#### [WORK TO COMPLETE]
Count the lines in the rows below that contain the string "tree", with case counting, and give only the number.

#### [DATA PROVIDED]
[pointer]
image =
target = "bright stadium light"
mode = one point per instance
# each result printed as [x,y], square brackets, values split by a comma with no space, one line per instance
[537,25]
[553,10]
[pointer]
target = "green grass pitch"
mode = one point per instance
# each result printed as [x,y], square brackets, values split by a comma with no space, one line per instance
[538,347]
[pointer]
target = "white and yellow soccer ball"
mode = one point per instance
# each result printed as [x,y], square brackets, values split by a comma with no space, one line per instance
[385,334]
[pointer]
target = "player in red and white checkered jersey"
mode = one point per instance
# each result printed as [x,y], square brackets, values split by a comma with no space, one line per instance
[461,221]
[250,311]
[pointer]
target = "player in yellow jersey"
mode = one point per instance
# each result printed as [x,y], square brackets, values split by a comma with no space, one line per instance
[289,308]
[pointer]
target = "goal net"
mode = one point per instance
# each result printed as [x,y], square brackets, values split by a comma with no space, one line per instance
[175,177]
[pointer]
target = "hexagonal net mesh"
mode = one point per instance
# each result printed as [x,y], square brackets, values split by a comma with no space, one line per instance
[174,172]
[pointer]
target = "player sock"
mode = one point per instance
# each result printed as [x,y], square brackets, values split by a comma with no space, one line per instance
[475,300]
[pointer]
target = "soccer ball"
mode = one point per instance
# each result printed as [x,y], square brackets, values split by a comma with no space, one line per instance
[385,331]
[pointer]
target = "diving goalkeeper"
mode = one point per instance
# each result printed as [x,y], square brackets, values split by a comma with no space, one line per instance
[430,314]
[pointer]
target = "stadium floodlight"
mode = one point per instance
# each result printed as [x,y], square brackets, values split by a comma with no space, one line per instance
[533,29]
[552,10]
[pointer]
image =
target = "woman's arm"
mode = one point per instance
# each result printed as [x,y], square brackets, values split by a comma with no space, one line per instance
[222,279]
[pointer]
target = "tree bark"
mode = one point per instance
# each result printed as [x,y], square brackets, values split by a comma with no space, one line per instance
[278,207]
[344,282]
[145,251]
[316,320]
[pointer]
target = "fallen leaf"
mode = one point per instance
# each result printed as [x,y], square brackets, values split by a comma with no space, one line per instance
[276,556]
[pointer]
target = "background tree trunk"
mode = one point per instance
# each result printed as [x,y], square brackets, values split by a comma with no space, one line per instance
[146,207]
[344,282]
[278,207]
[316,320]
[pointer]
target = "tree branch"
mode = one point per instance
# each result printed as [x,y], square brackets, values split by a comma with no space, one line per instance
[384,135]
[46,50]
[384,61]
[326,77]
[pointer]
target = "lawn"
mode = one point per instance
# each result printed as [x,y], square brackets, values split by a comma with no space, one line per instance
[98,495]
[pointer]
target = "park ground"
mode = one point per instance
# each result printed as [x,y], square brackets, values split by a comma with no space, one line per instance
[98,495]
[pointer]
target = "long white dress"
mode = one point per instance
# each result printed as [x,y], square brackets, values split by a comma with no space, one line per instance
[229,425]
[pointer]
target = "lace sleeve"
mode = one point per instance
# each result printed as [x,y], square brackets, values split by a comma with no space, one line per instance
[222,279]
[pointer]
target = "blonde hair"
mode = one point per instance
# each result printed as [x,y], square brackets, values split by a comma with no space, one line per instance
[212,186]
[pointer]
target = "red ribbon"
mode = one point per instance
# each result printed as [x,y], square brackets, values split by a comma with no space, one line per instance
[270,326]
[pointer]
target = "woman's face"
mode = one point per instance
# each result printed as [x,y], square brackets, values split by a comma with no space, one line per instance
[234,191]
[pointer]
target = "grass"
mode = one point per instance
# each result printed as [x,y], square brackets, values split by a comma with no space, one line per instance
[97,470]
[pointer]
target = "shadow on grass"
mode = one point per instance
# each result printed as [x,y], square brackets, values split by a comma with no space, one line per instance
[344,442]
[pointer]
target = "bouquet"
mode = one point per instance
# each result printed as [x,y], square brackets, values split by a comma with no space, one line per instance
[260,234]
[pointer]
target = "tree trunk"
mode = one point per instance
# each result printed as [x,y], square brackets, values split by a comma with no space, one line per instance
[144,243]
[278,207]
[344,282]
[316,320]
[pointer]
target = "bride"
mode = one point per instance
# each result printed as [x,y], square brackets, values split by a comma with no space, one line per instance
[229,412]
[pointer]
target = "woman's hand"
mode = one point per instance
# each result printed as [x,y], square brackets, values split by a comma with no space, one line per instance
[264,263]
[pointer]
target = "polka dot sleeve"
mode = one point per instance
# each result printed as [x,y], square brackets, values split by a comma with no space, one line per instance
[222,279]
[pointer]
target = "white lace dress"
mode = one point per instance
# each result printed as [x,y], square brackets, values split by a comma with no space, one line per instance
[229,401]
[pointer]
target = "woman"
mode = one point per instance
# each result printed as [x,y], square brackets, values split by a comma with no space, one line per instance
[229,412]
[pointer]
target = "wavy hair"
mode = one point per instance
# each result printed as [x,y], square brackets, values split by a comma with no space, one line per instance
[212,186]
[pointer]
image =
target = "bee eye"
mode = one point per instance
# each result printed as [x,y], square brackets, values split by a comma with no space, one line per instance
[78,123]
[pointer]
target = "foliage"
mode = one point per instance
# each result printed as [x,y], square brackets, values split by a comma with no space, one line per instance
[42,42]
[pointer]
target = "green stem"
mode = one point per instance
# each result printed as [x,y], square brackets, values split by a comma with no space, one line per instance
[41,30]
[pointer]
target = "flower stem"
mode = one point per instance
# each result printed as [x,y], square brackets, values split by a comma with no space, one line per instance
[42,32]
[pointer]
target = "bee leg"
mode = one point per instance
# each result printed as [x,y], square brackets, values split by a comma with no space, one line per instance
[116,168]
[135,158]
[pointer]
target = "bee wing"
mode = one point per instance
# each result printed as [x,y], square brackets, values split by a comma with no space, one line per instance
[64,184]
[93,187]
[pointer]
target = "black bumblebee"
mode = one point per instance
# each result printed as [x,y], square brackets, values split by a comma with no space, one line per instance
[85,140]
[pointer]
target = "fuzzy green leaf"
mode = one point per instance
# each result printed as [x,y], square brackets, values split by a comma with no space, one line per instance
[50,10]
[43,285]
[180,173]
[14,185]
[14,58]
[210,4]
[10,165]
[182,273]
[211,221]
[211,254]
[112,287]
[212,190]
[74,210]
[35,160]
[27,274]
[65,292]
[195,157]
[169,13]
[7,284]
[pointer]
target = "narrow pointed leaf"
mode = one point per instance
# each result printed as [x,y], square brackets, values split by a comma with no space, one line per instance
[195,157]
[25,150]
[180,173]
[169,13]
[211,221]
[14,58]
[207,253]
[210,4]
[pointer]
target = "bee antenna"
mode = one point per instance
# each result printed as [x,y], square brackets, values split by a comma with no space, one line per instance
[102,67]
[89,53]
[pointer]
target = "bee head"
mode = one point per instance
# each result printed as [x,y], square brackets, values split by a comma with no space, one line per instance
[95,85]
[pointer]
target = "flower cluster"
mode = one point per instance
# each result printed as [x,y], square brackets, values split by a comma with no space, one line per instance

#### [FINISHED EXERCISE]
4